◆ Data entries:
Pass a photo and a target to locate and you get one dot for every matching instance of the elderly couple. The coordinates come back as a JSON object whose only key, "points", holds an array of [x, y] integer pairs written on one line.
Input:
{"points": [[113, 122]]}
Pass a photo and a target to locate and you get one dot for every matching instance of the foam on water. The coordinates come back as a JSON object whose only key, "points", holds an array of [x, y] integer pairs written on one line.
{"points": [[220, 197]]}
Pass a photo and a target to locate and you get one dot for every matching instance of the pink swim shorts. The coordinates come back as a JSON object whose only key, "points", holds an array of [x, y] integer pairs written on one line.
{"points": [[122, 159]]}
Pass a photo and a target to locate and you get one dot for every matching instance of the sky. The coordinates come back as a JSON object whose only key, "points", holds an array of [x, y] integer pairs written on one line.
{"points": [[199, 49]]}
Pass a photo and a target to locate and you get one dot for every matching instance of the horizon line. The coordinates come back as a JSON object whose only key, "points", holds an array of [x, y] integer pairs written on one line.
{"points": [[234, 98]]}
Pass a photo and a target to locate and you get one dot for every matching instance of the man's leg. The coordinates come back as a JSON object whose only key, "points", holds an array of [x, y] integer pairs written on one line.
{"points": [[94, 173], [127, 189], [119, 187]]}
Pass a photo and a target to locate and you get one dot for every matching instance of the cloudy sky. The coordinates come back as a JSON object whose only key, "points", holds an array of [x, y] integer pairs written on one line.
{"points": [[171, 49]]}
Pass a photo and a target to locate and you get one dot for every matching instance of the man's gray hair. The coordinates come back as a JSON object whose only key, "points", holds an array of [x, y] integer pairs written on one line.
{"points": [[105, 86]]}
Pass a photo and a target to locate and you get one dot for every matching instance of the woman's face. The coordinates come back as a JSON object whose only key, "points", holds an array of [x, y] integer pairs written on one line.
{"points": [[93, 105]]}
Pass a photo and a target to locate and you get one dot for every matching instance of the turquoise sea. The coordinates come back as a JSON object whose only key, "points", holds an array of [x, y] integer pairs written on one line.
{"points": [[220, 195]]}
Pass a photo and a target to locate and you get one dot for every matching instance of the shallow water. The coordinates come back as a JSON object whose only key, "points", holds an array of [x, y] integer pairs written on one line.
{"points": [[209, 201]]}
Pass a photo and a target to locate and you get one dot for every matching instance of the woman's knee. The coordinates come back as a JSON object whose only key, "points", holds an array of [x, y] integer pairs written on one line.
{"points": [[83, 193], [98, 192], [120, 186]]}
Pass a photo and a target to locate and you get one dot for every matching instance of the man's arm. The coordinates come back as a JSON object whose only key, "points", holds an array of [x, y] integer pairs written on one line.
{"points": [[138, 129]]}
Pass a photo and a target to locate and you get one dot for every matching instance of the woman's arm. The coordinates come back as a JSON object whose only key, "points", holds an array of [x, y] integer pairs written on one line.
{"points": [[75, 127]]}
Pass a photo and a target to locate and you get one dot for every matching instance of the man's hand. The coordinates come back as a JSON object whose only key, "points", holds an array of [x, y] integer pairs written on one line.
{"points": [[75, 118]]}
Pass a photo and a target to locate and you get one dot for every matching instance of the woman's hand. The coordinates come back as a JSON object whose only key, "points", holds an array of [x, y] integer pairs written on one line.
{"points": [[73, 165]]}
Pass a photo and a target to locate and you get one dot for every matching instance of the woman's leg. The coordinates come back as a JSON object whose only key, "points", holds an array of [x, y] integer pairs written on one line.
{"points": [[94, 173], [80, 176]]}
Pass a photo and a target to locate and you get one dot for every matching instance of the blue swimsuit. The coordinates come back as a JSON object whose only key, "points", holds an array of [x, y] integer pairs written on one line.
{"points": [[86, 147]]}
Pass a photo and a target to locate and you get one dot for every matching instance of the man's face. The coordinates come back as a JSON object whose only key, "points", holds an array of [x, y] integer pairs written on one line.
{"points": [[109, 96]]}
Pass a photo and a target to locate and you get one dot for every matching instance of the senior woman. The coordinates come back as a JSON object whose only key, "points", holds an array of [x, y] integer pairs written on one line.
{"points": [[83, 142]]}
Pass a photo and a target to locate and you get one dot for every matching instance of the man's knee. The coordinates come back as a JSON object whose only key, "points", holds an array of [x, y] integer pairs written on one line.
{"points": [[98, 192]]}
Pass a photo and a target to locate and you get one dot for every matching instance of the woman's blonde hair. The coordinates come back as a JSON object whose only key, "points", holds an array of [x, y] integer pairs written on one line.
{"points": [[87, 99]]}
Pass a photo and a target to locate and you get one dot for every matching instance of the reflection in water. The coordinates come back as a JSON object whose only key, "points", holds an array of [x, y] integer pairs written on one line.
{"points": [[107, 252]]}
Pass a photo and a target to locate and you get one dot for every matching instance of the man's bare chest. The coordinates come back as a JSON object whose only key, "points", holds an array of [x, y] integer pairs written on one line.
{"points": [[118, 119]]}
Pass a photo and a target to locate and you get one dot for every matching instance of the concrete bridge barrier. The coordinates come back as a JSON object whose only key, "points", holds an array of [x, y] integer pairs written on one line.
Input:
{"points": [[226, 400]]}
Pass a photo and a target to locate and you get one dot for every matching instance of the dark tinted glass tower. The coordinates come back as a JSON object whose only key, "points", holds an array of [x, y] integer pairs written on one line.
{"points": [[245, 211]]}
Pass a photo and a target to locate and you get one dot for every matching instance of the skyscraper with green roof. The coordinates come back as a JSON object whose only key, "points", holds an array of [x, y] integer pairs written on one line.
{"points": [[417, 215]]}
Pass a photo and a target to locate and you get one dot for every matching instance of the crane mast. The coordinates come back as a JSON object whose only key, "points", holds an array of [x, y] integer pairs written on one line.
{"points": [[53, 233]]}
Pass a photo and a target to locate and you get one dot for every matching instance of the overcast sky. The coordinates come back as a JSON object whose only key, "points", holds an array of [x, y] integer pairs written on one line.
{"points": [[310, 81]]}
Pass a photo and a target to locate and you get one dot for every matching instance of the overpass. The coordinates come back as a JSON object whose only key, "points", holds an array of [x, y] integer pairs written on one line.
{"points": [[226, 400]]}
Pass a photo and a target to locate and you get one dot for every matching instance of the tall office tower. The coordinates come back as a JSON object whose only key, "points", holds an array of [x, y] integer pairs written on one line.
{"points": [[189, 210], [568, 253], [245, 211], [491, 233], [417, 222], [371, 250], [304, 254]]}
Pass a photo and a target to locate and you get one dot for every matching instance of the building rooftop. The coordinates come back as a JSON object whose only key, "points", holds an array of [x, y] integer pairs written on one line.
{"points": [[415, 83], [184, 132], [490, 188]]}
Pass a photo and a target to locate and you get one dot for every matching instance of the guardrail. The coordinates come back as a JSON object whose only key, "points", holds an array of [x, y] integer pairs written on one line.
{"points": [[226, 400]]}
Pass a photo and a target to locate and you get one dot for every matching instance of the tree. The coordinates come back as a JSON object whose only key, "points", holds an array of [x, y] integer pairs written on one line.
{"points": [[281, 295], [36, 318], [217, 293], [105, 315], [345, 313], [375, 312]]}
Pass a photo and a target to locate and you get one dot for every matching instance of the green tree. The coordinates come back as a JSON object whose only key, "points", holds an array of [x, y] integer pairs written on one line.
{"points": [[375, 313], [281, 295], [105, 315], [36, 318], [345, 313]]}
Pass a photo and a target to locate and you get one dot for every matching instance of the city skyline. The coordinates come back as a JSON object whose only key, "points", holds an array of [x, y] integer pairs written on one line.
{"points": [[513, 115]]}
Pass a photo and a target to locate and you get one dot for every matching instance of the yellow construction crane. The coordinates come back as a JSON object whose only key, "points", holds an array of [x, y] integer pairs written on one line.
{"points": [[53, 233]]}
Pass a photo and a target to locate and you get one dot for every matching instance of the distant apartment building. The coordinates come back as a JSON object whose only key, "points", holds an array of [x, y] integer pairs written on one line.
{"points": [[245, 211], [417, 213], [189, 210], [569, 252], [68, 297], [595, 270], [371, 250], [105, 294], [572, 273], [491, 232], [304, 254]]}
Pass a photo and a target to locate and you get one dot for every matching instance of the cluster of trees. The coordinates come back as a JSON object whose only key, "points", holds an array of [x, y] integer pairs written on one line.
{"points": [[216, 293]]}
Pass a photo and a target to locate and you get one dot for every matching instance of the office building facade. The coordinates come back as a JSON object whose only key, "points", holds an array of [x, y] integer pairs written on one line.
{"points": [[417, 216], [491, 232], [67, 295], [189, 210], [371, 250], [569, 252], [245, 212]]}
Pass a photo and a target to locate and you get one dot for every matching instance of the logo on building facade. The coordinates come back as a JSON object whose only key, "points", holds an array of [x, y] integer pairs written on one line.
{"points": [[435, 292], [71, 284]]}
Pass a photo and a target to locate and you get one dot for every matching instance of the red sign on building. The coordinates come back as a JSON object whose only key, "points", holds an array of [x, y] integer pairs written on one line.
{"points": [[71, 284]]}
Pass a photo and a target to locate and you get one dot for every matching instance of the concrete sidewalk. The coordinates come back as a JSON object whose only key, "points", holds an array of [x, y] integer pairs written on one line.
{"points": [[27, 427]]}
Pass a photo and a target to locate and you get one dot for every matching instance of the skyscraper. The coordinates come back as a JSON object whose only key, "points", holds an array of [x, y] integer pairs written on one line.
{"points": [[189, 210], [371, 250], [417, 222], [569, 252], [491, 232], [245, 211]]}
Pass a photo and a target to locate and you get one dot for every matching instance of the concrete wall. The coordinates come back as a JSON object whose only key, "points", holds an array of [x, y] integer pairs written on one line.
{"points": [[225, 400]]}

◆ Problem to solve: Transcribe exactly, and only, the lines from the one bearing "the concrete sidewalk." through the last line of the entries, counting both.

◆ Worked answer:
Pass a photo and a target to locate and you get one dot for every matching instance of the concrete sidewalk. The coordinates come back as a JSON object whose only key, "points", holds an array of [x, y] integer pairs written on one line.
{"points": [[27, 427]]}
Pass a photo and a target to locate and you get one dot for every matching instance of the skyscraper. The coordinates come back as a JSON object whose only key, "points", holds an array of [x, y] integer pairs written on one line.
{"points": [[189, 210], [371, 250], [417, 222], [569, 252], [491, 232], [245, 211]]}
Pass a photo and a target to locate and you get one dot for every matching instance of the concrete wall. The coordinates come back as a JSON object whose only key, "points", holds an array of [x, y] integer pairs written on one line.
{"points": [[225, 400]]}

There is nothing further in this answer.